◆ PARTS OF THE EXERCISE:
1) Answer these questions from the text about slave patrols:
(a) Which amendment has the carveout that the prison complex hearkens to?
(b) Which two systems did slave patrols later morph to enforce?
(c) What is the title of Michelle Alexander's book?
2) The first paragraph of the text about slave patrols describes what the patrols later morphed into doing. List each of those things.
3) Copy the text about slave patrols word for word, beginning at the words "The idea of" and stopping after "conscience and morals.".

### PROVIDED TEXT

This state sanctioned terror was not confined south of the Mason-Dixon line. Slave patrols, and individual bounty hunters could and did venture north to apprehend slaveholders’ property and return them to shackles. Later, it morphed to enforce the Black Codes and Jim Crow by keeping sharecroppers on land, and buttressing the power of white land owners, as well as enforcing debt incurred by sharecroppers, and by enforcing a ‘way of life’ that depended on subjugation and oppression.
Modern police forces still often have the DNA of slave patrols, and their morphed post-slavery counterparts.
The idea of people as property morphed into property rights over people; most specifically a specific cohort of people.
Coming back to the here and now, it is instructive to look at how the three purposes of slave patrols have morphed, and as well, to consider how quashing of dissent and action played out and still inhibits white action in service to conscience and morals.
In modern day, the three principles can be thought of thusly:
* The prison complex, which hearkens to a specific carveout of the 13th amendment, which specifically excluded prisoners. Michelle Alexander, in her definitive book, “The New Jim Crow” , speaks to this well; how mass incarceration of Black (and brown) people have led to a shapeshifted form of slavery. This includes what happens after the incarcerated are ‘freed’; parole; loss of voting rights and other rights of citizenry and other limits, makes for a provisional and truncated form of humanity in the states’ eyes.

######
### SOURCE DATA

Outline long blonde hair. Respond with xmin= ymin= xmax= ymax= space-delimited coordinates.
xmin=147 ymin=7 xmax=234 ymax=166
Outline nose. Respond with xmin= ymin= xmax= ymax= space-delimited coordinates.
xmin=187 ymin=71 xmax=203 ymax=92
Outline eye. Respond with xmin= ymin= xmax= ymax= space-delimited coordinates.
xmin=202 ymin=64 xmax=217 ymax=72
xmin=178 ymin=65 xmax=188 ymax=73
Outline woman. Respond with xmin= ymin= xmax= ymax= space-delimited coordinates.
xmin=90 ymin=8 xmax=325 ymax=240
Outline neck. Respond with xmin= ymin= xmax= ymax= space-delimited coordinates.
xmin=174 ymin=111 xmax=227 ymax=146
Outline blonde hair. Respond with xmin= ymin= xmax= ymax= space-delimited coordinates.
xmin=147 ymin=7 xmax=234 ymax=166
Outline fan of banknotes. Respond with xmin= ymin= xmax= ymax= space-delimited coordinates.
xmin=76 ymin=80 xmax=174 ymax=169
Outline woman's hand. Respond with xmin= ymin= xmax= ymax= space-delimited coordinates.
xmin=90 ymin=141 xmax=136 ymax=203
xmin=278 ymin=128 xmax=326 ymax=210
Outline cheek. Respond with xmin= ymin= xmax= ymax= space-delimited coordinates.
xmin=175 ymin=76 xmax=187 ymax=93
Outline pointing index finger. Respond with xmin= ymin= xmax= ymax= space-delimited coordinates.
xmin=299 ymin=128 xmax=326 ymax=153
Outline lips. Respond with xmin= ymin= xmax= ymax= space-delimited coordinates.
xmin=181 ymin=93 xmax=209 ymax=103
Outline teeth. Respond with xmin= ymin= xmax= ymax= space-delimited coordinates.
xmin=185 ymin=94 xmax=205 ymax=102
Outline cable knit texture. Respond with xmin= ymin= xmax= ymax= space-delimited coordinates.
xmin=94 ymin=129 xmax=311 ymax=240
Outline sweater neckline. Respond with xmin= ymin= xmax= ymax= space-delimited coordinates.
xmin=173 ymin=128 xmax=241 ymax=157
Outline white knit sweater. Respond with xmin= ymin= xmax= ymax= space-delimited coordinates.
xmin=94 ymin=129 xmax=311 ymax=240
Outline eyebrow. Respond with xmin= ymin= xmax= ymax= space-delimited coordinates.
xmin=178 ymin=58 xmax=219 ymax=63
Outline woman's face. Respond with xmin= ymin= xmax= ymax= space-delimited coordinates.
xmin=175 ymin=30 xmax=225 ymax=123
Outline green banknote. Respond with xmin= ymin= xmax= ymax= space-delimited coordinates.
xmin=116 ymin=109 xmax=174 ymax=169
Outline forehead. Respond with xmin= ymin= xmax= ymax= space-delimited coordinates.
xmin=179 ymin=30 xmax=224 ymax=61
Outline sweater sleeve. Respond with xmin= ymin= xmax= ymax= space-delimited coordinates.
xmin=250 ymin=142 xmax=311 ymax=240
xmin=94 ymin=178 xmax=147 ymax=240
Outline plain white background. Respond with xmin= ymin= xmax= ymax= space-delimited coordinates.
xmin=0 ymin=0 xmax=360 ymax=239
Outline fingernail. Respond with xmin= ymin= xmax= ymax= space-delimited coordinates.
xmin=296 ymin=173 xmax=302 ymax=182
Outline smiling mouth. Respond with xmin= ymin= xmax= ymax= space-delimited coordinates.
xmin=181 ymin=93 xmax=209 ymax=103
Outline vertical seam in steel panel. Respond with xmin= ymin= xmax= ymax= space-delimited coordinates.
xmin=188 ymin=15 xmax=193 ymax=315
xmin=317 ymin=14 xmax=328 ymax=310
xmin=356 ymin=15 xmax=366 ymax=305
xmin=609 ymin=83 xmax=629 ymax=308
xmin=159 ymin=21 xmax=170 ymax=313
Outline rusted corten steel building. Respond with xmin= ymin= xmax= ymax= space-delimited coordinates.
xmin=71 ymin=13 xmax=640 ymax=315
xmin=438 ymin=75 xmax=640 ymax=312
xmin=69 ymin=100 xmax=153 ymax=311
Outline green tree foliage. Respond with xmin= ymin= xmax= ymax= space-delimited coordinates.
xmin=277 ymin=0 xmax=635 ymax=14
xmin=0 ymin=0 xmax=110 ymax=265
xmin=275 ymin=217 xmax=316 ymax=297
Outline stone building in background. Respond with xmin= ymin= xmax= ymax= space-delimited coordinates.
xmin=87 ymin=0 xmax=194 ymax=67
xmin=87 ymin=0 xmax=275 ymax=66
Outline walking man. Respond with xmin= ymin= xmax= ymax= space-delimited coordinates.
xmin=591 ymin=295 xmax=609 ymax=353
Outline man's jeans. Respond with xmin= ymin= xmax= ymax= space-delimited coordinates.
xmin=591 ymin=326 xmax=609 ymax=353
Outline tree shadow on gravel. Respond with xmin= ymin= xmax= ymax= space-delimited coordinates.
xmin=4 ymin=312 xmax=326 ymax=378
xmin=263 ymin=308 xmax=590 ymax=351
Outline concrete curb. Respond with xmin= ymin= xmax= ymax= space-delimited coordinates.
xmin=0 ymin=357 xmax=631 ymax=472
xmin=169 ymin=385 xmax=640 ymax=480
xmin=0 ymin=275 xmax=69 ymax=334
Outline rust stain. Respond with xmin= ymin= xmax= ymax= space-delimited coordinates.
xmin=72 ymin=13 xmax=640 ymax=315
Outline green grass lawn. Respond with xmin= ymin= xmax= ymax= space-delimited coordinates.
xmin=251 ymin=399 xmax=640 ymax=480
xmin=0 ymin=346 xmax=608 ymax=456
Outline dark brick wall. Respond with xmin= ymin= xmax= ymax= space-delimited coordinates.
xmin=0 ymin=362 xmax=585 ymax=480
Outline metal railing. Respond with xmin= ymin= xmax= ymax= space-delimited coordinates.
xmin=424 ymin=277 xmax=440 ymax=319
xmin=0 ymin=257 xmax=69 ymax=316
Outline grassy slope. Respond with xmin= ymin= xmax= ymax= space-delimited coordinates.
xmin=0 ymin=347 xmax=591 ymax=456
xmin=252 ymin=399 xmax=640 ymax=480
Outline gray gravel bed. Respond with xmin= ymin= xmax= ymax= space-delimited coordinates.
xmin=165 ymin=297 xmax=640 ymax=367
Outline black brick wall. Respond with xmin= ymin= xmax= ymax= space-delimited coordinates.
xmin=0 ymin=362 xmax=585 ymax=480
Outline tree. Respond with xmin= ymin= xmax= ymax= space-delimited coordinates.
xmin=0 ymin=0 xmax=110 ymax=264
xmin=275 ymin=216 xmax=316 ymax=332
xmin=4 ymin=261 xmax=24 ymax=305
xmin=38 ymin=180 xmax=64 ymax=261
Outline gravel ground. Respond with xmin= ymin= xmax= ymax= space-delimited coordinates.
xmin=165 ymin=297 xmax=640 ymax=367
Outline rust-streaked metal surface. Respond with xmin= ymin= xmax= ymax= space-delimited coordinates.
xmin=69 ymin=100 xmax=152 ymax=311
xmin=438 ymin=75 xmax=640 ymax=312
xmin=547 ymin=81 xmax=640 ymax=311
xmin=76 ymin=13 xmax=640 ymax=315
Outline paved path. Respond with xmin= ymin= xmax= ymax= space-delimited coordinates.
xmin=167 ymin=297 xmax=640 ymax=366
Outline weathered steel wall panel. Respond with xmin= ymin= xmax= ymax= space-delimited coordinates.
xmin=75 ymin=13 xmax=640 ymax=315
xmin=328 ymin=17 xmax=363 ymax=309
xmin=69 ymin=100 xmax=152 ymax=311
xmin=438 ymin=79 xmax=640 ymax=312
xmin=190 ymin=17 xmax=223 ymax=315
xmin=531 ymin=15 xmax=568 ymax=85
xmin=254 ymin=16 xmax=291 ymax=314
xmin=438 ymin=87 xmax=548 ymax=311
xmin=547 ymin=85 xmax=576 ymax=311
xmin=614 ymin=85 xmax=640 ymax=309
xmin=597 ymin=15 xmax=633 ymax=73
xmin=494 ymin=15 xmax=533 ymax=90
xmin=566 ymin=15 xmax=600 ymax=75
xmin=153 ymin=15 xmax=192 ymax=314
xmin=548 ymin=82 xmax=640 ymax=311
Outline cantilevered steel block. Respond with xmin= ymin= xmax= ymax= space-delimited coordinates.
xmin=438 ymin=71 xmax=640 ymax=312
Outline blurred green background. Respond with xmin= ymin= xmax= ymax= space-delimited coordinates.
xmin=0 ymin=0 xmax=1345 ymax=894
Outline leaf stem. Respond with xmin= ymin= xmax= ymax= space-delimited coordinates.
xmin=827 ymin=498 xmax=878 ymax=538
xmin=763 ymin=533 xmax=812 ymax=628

######

◆ ANSWER LIST:
1)
(a) The 13th amendment.
(b) The Black Codes and Jim Crow.
(c) “The New Jim Crow”.

2)
- Enforcing the Black Codes and Jim Crow by keeping sharecroppers on land
- Buttressing the power of white land owners
- Enforcing debt incurred by sharecroppers
- Enforcing a ‘way of life’ that depended on subjugation and oppression

3)
The idea of people as property morphed into property rights over people; most specifically a specific cohort of people.
Coming back to the here and now, it is instructive to look at how the three purposes of slave patrols have morphed, and as well, to consider how quashing of dissent and action played out and still inhibits white action in service to conscience and morals.